------ Fragmento del texto ------

Éditions Ruedo ibérico

Francisco Carrasquer

Los bomberos del posibilismo
Apostillas a un editorial


Lo que sigue me lo suscita el editorial de Cuadernos de Ruedo ibérico, número 46-48. En ese trabajo -y su cabal complemento «Carta abierta...» de Felipe Orero que cierra el fascículo- está ya dicho todo, en sustancia, para mí. Pero voy a intentar poner algún letrero de «¡atención!» y sacarle más punta (que a lo mejor sólo es mía) a algunos extremos. Porque ocurre que leemos menos cada día, o más de prisa y mal. Espero con mis señales llamar más la atención sobre ese editorial, tal vez poco abalizado, escrito sin énfasis y, desde luego, sin gesticulaciones ni aspavientos.

Dice el escrito de referencia, para empezar, lo que yo mismo vengo sintiendo hace ya tiempo: que la oposición española no parece haber tenido demasiado empeño en tomar posiciones por su cuenta y riesgo. Se la ha visto siempre ir a remolque, cuando no inmovilizada por cuerpos extraños asimilables como cuñas, que igual han podido llamarse Gil Robles en Ginebra que Calvo Serer en París, o el don Juan de Estoril que la yunta de bueyes Fraga-Areilza detrás del carro del Euromercado tirado como es sabido por multinacionales y demás colonizadores europeos o de allende el charco. Recuerdo aún con horror haber oído a políticos de la oposición cómo especulaban en torno a las veleidades del príncipe, entretanto «rey puesto».

------ Datos proporcionados ------

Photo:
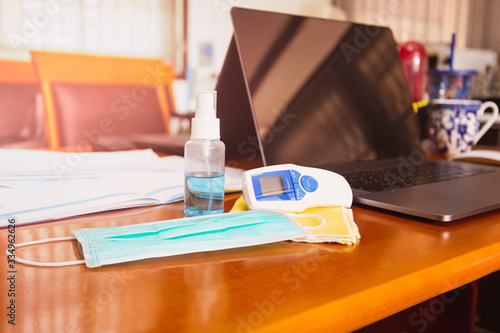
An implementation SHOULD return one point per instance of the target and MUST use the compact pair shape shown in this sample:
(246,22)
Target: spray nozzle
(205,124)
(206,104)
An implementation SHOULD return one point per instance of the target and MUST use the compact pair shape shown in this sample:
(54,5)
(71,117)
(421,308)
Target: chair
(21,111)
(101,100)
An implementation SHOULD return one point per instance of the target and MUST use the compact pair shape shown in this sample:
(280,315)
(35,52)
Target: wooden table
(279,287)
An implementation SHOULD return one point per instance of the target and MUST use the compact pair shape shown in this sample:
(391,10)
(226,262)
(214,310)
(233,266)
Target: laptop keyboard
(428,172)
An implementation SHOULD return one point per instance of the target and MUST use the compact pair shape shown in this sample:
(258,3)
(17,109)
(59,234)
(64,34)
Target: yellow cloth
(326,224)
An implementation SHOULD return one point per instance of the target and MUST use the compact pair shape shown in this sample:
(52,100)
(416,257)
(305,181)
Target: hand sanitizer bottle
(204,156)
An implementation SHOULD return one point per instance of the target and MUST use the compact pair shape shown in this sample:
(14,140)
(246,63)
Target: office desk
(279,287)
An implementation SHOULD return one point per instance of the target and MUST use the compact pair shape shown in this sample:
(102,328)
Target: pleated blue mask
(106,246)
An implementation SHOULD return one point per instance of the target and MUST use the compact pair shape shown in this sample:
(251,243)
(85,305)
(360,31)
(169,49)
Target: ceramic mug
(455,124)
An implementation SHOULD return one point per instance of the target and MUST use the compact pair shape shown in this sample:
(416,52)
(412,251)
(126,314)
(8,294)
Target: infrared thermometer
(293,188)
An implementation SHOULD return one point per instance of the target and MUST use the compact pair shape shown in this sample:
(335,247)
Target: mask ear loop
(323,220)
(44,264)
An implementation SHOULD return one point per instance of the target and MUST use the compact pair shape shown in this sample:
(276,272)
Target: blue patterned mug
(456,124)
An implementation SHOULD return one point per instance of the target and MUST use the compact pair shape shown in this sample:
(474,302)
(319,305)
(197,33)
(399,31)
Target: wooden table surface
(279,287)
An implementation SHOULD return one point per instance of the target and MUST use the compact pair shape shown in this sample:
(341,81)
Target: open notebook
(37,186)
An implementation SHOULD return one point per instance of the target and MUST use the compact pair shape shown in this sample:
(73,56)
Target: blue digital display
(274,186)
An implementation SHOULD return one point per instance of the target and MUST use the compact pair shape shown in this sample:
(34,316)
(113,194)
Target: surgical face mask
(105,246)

------

§ **Consigna 1**: Según el fragmento del texto, ¿en qué número de Cuadernos de Ruedo ibérico aparece el editorial que comenta el autor?
§ **Consigna 2**: Indica si cada afirmación concuerda con el fragmento del texto y cita las palabras que lo deciden: (a) La «Carta abierta...» de Felipe Orero cierra el fascículo. (b) El editorial está escrito con gran énfasis. (c) El autor sostiene que cada día leemos más y con mayor atención.
§ **Consigna 3**: Prolonga el ensayo sobre la oposición española a partir del punto en que termina el fragmento del texto.
Las entradas proceden de otra fuente.

§ **Solución del ejercicio 1**: En el número 46-48.

§ **Solución del ejercicio 2**:
(a) Sí: “«Carta abierta...» de Felipe Orero que cierra el fascículo”.
(b) No: “escrito sin énfasis y, desde luego, sin gesticulaciones ni aspavientos”.
(c) No: “leemos menos cada día, o más de prisa y mal”.

§ **Solución del ejercicio 3**:
¿Cómo se puede, ni por un momento, proyectar un gramo de política democrática con algo semejante? Todo bien pensado y pesado, creo que habremos de concluir que, en última instancia, el mal de nuestra oposición «maniobrera» (y, de rechazo, la salvación ininterrumpida del franquismo y lo que cuelga), no ha sido otro que el posibilismo, esa lepra de nuestra intelectualidad y ese alucinógeno de nuestros políticos.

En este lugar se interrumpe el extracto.